§ **ENUNCIADO DE TAREA**:
Copia de nuevo todas las líneas de los registros, incluidas las solicitudes, y multiplica por 0,75 cada coordenada de las respuestas, redondeando a números enteros y los medios hacia arriba. Deja sin cambios los números de las solicitudes y de sus ejemplos de formato.

§ **REGISTROS**:
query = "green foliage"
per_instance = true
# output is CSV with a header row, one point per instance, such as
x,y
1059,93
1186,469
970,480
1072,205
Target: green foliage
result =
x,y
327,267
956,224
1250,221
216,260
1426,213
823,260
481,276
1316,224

§ **TAREA RESUELTA**:
query = "green foliage"
per_instance = true
# output is CSV with a header row, one point per instance, such as
x,y
1059,93
1186,469
970,480
1072,205
Target: green foliage
result =
x,y
245,200
717,168
938,166
162,195
1070,160
617,195
361,207
987,168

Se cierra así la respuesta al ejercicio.